_Task prompt_
Repeat exactly the lines below, from the line containing "If you would be willing to tag the blurred" through the last line, both included. Leave out any pictures.

Entries from a point annotation set:
┌──

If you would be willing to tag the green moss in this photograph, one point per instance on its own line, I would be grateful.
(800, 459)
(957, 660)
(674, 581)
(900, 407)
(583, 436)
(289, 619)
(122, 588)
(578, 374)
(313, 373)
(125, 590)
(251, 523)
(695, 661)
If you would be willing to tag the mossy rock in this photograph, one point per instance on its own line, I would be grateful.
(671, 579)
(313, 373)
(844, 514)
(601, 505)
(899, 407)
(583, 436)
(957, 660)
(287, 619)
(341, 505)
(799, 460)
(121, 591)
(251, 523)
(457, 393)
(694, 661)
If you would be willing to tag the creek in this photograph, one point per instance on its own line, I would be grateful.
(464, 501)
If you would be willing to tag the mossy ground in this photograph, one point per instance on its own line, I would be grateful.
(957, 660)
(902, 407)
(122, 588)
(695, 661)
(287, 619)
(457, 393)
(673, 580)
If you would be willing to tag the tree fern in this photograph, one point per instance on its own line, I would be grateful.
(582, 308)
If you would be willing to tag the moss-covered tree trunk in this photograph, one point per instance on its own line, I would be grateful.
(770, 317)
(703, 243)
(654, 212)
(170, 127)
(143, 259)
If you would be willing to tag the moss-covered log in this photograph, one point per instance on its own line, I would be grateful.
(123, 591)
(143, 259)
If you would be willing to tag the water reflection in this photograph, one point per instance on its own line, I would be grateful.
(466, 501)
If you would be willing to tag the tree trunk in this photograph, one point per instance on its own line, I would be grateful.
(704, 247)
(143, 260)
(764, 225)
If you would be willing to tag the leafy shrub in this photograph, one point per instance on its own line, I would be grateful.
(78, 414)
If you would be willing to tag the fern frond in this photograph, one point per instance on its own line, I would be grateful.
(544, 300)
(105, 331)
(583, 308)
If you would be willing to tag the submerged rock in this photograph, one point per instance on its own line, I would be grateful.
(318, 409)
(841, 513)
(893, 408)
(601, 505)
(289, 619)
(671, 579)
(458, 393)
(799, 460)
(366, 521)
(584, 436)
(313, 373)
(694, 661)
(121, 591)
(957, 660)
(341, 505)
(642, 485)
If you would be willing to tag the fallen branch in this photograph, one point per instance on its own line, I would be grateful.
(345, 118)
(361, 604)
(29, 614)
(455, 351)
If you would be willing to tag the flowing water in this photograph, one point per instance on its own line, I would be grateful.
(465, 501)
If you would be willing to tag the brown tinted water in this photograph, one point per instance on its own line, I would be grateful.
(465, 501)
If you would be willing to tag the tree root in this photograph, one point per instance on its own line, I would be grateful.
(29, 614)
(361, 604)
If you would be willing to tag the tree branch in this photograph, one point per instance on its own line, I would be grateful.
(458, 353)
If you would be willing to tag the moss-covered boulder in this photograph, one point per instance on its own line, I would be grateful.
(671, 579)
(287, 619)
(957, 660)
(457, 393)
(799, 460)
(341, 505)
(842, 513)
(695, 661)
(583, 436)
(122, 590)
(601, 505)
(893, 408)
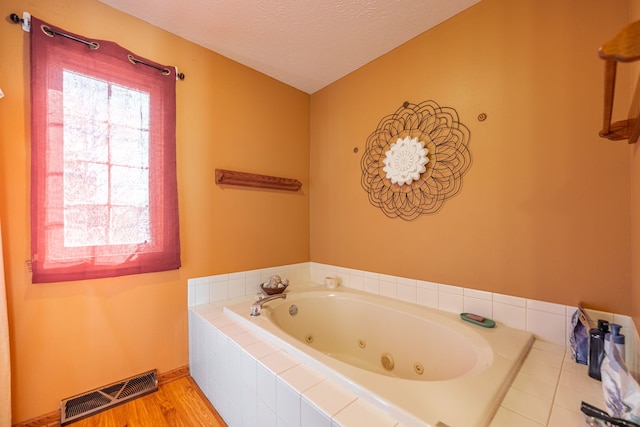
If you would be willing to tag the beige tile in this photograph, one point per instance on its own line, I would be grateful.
(361, 413)
(529, 383)
(527, 405)
(558, 350)
(544, 372)
(551, 358)
(578, 382)
(507, 418)
(301, 377)
(329, 397)
(562, 417)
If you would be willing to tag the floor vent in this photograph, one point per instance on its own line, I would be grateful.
(81, 406)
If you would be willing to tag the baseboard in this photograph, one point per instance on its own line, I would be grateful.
(52, 419)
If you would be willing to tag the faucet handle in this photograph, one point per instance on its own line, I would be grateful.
(255, 310)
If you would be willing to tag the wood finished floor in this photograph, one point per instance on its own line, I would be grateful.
(178, 403)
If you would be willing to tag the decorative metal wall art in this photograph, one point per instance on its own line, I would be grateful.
(414, 161)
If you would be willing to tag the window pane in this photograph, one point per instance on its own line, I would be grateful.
(106, 163)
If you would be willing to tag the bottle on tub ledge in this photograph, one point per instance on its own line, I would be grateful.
(617, 338)
(596, 348)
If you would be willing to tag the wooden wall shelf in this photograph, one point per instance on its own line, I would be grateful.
(244, 179)
(624, 47)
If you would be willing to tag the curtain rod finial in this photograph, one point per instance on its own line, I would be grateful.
(25, 20)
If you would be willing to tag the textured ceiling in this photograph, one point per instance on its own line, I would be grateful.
(307, 44)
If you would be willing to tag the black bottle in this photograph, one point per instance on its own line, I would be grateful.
(596, 348)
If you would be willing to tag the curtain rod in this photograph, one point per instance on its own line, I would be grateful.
(26, 26)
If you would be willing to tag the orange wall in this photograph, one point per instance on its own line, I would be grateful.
(67, 338)
(544, 211)
(635, 198)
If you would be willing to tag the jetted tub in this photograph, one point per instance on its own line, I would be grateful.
(420, 365)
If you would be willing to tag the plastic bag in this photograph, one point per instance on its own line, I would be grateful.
(579, 338)
(621, 391)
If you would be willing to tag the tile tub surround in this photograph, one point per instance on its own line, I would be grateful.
(251, 382)
(549, 322)
(547, 391)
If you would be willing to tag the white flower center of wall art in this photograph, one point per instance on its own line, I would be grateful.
(405, 161)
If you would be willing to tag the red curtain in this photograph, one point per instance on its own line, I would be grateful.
(103, 166)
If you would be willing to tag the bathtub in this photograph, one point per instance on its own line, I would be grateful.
(421, 366)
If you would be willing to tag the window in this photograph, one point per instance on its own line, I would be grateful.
(104, 192)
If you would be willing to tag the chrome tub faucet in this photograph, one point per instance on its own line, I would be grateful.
(256, 307)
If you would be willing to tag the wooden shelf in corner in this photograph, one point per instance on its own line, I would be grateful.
(244, 179)
(624, 47)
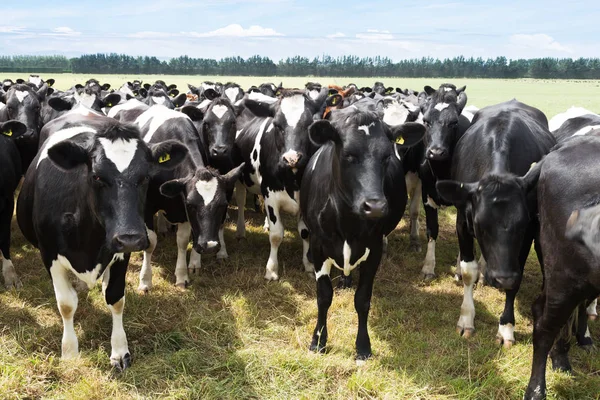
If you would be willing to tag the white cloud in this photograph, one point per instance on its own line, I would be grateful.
(236, 30)
(539, 41)
(374, 34)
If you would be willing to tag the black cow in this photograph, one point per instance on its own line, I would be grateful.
(495, 203)
(81, 205)
(24, 104)
(275, 148)
(10, 175)
(568, 212)
(353, 194)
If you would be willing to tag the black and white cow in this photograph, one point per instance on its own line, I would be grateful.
(495, 203)
(275, 149)
(10, 175)
(24, 104)
(352, 195)
(192, 196)
(568, 214)
(81, 205)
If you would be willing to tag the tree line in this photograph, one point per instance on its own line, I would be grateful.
(325, 65)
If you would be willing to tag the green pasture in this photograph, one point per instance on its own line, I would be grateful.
(232, 335)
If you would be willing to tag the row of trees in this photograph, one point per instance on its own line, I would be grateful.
(457, 67)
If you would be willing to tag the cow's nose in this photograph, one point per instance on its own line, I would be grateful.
(130, 243)
(374, 208)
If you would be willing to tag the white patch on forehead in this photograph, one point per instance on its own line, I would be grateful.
(441, 106)
(219, 110)
(61, 135)
(159, 99)
(292, 108)
(21, 94)
(207, 189)
(365, 128)
(120, 152)
(232, 93)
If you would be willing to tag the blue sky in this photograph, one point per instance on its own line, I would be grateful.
(282, 28)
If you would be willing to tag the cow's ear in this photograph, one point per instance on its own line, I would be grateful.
(321, 132)
(12, 129)
(193, 112)
(42, 92)
(457, 193)
(429, 90)
(73, 152)
(259, 108)
(173, 188)
(111, 100)
(407, 134)
(233, 176)
(179, 100)
(60, 104)
(168, 154)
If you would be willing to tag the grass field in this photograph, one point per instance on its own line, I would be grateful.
(232, 335)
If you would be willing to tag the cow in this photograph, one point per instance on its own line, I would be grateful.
(496, 203)
(192, 196)
(24, 104)
(352, 195)
(568, 214)
(10, 175)
(81, 205)
(275, 149)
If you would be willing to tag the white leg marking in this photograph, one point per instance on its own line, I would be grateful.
(222, 254)
(183, 238)
(146, 271)
(66, 299)
(429, 265)
(467, 309)
(240, 198)
(11, 279)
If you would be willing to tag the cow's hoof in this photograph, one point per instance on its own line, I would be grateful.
(119, 363)
(465, 332)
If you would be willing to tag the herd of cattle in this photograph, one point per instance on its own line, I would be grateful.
(98, 167)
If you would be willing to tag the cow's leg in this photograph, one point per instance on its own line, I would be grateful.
(413, 185)
(222, 253)
(66, 299)
(113, 287)
(240, 199)
(304, 234)
(324, 299)
(11, 279)
(591, 310)
(146, 271)
(362, 304)
(468, 268)
(276, 232)
(183, 238)
(431, 219)
(550, 315)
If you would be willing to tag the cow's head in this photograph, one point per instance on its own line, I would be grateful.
(362, 151)
(118, 165)
(292, 115)
(205, 198)
(498, 214)
(441, 110)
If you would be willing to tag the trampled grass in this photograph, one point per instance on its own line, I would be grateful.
(232, 335)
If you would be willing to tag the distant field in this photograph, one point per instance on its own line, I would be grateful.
(232, 335)
(550, 96)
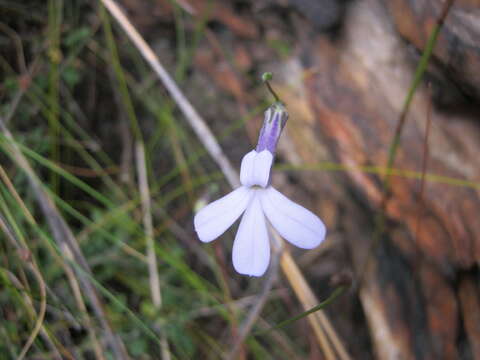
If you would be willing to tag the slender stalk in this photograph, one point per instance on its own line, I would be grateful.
(148, 224)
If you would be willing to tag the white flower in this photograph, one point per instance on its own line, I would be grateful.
(258, 200)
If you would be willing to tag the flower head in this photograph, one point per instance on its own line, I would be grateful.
(258, 201)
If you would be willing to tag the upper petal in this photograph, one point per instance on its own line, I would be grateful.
(255, 168)
(251, 248)
(293, 222)
(215, 218)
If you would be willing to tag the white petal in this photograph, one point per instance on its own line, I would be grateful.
(255, 168)
(251, 248)
(215, 218)
(293, 222)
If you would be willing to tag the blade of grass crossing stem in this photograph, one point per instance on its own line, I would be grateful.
(380, 218)
(55, 10)
(148, 225)
(211, 144)
(335, 294)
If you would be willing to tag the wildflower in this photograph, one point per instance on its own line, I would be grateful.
(257, 200)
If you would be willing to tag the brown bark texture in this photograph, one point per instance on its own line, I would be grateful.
(344, 69)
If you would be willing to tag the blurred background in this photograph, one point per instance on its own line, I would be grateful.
(101, 171)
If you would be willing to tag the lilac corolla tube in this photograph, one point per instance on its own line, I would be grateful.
(259, 202)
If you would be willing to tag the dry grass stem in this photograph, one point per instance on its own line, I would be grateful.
(203, 132)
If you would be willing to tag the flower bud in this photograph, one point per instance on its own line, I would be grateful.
(275, 119)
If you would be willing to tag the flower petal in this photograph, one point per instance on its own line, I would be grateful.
(293, 222)
(215, 218)
(251, 248)
(255, 168)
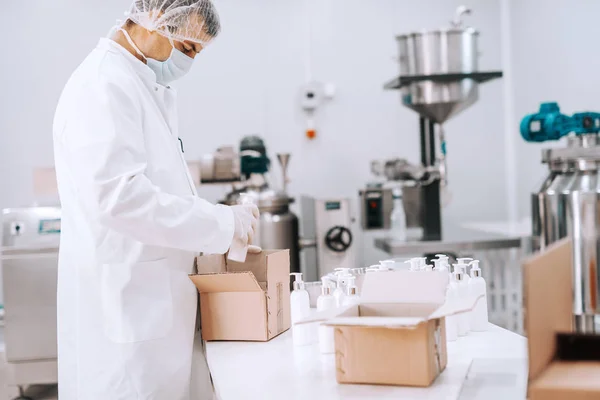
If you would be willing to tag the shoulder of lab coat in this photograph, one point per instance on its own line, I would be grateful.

└──

_Written response_
If you would be willing to tag the blurred background in this photograph, one point per instance on its own line, I would be grateful.
(101, 171)
If you would be willing to tag the lilac corolla tube in this photograph, one point per instance on its own line, I would be grateful.
(259, 202)
If you would be willing to tag the dry grass stem in this photograph, one point per instance on its own line, I would be grateful.
(203, 132)
If you would be willing to tag the flower bud in this photograph, one point per instance on its own line, I would be grateful.
(275, 119)
If you would be willing to tag the flower petal in this photograph, one point per instance on its own line, I would be grateful.
(293, 222)
(215, 218)
(251, 248)
(255, 168)
If you would be willing to tag the shoulder of lab coat in this photograph, one point per instance on its own line, I would be grateful.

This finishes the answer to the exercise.